Achei
estranho que a minha amiga não aparecesse com uma expressão mais prazenteira,
pois, tal como eu, escutara um pouco o que uma senhora ainda bastante jovem
exprimira ontem no Portugal no Coração à Tânia e ao Baião sobre a necessidade
de cultivar a alegria no nosso país, que anda a murchar de pasmo. Até
comentámos que iguais propósitos de difusão da gargalhada devem ter estado na
origem dos invólucros de algumas saliências nas paredes exteriores dos prédios,
colocados por pessoas também defensoras da alegria, entre os quais dois à porta
do nosso café matinal, feitos de plásticos e laçarotes berrantes, a fim de
elevar o moral, diz-se - não sei se o dos frequentadores se o dos donos do café,
que verdadeiramente precisariam de mais frequentadores e de maior calibre consumista
do que nós, que nos limitamos a modesta biquita pois já vimos matabichadas de casa, graças ao
atavismo que nos prende aos costumes da nossa ancestralidade comensal em família.
Já tínhamos,
aliás, comentado os plásticos e as fitas - e também os laçarotes nas árvores que se diz que ali são colocados no mesmo
objectivo jubiloso - como coisa parola própria do nosso horizonte espiritual
provinciano. Mas o discurso da socióloga, ou psicóloga, ou
talvez mesmo astróloga, no “Portugal no
Coração”, deixou-nos murchas de todo. De enfado.
A minha
amiga ainda tentou entender as razões da senhora entrevistada e a anuência dos
simpáticos entrevistadores com a justificação de que somos considerados o povo
mais triste dentre os povos europeus, mas eu achei que o que nos torna tristes
é a insegurança da nossa modéstia cultural, de povo que viveu sempre na apatia de
um sol preguiçoso, geralmente mal governados por reis ávidos, numa sociedade de
classes, com um povo escravizado, uma nobreza parasita e fútil, um ensino de orientação jesuítica desligado das
conquistas culturais e técnicas dos povos europeus, sempre na cauda de todos,
ao contrário do que afirma Pessoa, que põe no seu país o rosto da Europa fitando
um além de valentia, é certo - embora os olhos se tenham fixado paradoxalmente
na Grécia - mas de uma ambição de posse que não se concretizou pelo
desenvolvimento cultural e social como no resto da Europa.
E hoje, que
não sabemos para onde vai um ensino que grande parte dos alunos despreza, com a
conivência dos adultos, hoje, em que parece não haver regras nem respeito por
coisa alguma, em que se permite que os meninos comecem a beber cedo álcool, em
que a droga impera, em que os acidentes na estrada provêm de todos esses
factores e sobretudo da falta de consciência cívica, em que a justiça falha e a
corrupção alastra impune, falar do cultivo da alegria ou tentar inspirá-la com
toscos artifícios de enfeites de bairro, não parece sério nem eficaz.
Porque a
alegria não resulta da gargalhada, nem a gargalhada é consequência desta. A
alegria é um estado de alma que nasce do amor e da convicção de que a nossa
vida tem sentido, sentido que se vai obtendo com o conhecimento e a educação,
com o respeito por si e pelos outros.

*-*-*

**Exercícios propostos:**
(1) Responda às seguintes perguntas sobre o excerto selecionado:
(a) Em que programa se ouviu a senhora que falou sobre a necessidade de cultivar a alegria?
(b) De que eram feitos os invólucros colocados à porta do café matinal?
(c) Segundo o excerto, de que nasce a alegria?
(2) Indique se cada afirmação está de acordo com o excerto selecionado e cite as palavras que o comprovam.
(a) No café matinal, consome-se apenas uma bebida modesta, por já se ter comido em casa.
(b) A justificação mencionada é a de que os portugueses são considerados o povo mais alegre da Europa.
(c) A alegria resulta da gargalhada.

(Itens listados num conjunto de dados)
*-*-*

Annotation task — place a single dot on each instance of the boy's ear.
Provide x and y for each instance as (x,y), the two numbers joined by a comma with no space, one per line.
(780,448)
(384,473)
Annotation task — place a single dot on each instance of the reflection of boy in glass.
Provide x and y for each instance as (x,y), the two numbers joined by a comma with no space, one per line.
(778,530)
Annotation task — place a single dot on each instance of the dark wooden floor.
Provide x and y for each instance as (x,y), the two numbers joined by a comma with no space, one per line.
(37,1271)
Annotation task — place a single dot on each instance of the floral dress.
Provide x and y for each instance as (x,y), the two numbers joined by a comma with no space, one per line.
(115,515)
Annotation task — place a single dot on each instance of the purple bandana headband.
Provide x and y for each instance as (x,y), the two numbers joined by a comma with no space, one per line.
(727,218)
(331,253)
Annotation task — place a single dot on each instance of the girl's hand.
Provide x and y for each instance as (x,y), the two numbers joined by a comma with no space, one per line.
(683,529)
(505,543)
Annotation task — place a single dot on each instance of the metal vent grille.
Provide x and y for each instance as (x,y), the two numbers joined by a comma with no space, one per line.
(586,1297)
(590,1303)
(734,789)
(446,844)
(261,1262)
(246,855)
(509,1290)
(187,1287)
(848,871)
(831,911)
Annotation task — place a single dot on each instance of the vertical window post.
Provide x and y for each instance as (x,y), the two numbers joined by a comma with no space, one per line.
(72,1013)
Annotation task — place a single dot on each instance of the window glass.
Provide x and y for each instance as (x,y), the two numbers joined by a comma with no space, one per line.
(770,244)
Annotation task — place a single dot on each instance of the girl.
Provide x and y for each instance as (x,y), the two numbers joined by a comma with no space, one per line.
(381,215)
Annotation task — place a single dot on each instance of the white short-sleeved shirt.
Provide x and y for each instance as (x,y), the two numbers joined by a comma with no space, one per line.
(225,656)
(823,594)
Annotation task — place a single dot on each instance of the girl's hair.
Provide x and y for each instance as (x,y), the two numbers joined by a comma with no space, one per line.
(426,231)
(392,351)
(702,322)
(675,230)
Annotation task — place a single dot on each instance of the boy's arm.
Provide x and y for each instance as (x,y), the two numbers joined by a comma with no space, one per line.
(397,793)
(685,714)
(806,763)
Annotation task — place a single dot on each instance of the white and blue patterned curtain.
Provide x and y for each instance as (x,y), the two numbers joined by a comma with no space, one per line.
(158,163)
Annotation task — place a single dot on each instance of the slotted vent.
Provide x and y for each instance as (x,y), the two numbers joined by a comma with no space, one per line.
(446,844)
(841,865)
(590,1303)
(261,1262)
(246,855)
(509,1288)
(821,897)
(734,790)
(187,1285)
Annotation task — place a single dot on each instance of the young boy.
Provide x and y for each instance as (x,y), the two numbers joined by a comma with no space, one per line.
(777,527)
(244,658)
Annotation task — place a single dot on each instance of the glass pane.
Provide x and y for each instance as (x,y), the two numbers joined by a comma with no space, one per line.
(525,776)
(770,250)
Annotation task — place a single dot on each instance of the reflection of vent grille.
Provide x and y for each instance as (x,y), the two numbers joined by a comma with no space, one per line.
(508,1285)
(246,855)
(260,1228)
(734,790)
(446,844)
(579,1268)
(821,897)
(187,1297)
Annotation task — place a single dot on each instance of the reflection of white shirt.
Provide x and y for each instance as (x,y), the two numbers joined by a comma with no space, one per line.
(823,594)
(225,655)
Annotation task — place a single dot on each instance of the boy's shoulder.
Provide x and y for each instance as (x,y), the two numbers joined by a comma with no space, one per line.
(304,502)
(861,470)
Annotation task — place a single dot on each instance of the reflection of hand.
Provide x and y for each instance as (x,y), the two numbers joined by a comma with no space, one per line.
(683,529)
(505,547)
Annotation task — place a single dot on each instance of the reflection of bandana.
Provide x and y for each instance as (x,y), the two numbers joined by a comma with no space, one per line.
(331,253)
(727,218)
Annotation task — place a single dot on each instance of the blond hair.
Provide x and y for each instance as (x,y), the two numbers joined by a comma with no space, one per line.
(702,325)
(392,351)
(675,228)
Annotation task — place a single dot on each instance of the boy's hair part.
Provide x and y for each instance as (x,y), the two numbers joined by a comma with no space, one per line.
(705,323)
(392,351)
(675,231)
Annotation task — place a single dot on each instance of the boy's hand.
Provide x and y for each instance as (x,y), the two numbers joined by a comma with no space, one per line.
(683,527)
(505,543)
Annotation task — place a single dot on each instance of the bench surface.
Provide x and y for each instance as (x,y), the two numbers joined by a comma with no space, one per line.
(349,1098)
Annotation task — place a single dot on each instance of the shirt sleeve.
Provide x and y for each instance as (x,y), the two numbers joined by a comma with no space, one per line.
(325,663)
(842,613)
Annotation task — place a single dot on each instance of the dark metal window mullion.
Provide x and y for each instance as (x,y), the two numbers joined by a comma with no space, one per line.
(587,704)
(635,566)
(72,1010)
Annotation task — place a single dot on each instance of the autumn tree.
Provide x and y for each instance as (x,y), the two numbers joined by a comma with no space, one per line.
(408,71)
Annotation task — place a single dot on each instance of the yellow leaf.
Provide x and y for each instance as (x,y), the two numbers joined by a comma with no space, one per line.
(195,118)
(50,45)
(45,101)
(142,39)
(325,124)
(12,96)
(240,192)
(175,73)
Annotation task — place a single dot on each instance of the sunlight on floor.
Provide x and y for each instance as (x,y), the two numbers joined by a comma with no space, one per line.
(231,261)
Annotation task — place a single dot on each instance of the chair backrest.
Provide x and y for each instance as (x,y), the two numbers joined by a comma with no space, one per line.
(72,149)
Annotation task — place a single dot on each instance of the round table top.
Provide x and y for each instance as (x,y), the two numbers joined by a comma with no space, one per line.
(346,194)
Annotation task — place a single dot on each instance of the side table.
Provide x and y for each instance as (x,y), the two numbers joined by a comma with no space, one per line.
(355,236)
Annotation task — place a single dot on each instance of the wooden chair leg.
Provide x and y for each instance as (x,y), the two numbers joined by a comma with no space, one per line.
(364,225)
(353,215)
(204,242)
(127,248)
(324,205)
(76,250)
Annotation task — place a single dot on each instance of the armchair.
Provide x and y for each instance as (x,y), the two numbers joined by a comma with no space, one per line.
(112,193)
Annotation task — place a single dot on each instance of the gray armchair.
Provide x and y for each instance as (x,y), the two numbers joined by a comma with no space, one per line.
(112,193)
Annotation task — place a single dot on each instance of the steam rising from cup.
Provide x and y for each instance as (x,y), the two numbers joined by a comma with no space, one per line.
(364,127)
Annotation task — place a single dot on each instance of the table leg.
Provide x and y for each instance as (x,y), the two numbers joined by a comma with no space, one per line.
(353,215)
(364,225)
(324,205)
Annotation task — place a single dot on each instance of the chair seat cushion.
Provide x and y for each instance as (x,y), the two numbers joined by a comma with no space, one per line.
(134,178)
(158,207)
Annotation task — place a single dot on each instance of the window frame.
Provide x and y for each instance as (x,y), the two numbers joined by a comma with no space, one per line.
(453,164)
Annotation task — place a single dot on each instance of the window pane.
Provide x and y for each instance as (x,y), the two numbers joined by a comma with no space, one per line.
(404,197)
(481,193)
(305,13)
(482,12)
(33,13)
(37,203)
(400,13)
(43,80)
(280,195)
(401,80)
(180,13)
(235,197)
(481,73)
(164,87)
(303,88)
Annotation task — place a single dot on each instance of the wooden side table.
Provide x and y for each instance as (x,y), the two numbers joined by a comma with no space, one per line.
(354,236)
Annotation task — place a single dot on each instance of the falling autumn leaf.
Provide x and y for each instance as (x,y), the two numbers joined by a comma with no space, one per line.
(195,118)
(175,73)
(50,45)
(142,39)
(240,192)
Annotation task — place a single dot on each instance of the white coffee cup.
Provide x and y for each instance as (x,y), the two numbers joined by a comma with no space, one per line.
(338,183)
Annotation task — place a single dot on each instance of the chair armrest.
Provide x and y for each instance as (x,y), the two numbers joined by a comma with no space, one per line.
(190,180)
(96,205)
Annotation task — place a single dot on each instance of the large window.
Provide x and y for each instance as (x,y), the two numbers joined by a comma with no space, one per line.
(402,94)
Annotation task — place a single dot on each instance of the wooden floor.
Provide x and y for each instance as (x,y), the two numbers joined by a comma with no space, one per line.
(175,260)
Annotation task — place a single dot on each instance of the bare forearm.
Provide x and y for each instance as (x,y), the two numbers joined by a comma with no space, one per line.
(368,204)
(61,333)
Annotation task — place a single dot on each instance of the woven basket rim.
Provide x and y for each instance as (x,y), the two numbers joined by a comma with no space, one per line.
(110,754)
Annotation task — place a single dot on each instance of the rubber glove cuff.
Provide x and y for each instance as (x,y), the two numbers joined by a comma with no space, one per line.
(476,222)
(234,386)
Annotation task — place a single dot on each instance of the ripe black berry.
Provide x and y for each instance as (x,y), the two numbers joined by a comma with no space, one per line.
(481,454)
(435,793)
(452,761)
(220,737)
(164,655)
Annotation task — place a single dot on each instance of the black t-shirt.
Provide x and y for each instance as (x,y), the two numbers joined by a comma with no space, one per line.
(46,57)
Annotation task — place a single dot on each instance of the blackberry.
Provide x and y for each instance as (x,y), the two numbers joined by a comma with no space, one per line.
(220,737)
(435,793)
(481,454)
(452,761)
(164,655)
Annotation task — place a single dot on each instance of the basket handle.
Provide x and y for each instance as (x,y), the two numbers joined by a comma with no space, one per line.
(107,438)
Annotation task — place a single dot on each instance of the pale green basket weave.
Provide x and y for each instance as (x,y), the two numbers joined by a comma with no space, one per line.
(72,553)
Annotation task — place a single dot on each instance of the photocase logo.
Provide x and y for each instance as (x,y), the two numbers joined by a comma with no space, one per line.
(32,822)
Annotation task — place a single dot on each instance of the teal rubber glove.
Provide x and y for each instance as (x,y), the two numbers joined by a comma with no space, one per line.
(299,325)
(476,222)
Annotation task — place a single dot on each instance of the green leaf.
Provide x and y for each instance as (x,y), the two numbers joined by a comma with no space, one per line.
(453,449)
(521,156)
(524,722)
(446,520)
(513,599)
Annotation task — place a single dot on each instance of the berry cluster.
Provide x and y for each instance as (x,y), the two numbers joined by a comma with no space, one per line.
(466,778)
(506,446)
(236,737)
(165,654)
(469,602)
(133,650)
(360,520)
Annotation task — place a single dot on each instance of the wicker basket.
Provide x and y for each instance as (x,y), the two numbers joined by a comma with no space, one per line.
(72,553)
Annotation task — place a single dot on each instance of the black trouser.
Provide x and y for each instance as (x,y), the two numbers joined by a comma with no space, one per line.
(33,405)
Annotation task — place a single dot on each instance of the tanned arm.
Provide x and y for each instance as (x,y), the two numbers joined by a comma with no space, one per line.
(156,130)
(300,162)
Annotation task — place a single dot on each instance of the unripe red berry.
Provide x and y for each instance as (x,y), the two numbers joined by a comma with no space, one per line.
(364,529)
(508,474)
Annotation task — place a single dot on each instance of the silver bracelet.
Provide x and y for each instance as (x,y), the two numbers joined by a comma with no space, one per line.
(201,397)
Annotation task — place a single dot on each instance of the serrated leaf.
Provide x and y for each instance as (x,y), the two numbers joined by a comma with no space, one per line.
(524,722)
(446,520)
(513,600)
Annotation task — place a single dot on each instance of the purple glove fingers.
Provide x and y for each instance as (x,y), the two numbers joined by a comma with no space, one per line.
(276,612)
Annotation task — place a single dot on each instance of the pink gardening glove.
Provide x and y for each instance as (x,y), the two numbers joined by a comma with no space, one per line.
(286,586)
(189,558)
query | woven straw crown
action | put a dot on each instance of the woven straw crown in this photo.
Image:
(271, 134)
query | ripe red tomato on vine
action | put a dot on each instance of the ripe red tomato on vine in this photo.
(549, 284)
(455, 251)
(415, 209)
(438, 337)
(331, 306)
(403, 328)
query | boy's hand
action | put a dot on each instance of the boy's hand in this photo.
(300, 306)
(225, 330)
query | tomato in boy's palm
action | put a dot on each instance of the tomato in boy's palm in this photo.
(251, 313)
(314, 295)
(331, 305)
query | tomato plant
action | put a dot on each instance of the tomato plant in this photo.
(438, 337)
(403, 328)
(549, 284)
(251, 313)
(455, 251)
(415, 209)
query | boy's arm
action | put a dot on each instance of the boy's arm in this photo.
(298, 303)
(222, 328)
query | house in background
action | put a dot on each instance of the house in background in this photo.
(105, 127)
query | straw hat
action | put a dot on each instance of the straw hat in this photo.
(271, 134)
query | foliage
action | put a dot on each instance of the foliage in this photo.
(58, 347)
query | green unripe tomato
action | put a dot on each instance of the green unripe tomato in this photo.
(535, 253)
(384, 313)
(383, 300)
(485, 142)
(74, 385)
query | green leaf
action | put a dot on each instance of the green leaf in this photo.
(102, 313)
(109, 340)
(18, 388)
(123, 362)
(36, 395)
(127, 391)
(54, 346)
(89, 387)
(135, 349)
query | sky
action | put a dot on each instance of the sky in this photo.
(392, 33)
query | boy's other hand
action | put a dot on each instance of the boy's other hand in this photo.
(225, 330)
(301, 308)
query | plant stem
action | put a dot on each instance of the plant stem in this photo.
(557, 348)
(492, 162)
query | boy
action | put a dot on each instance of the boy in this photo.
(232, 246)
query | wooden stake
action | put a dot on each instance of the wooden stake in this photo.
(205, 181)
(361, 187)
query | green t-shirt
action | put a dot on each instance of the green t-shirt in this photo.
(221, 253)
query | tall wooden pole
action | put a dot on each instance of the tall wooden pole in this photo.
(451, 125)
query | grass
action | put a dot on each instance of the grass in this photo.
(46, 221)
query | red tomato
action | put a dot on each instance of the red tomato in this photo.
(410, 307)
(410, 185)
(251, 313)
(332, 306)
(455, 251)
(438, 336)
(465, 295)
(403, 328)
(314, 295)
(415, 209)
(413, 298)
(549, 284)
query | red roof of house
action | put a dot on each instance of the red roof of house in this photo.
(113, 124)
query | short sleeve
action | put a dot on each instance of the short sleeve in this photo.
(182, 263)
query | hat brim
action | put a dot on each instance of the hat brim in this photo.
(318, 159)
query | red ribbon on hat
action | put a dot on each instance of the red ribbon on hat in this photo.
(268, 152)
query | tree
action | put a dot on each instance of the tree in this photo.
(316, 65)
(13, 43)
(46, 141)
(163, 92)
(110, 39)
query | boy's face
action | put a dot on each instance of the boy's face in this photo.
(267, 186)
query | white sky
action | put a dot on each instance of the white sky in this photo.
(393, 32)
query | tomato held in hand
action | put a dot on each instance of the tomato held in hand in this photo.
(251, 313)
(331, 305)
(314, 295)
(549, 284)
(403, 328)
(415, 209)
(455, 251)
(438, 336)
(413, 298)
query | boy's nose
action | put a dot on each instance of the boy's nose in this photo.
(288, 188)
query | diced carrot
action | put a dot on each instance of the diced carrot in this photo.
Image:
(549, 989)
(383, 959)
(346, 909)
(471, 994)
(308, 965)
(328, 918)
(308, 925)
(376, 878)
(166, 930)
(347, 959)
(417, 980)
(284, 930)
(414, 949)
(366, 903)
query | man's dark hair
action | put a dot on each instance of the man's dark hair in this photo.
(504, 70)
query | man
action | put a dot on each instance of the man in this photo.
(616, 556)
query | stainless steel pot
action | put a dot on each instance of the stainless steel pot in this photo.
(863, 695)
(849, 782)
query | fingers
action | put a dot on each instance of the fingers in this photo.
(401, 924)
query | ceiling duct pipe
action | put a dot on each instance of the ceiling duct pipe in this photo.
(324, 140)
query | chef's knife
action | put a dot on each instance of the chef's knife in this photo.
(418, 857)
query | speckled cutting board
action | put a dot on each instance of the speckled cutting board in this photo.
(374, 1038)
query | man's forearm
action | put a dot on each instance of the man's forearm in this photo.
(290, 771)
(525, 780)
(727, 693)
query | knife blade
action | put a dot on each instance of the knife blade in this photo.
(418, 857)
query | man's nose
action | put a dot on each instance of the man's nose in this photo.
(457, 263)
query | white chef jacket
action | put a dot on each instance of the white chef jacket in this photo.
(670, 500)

*-*-*

**Soluções dos exercícios:**
(1)
(a) No "Portugal no Coração".
(b) De plásticos e laçarotes berrantes.
(c) Do amor e da convicção de que a nossa vida tem sentido.

(2)
(a) Sim: "que nos limitamos a modesta biquita pois já vimos matabichadas de casa".
(b) Não: "somos considerados o povo mais triste dentre os povos europeus".
(c) Não: "a alegria não resulta da gargalhada".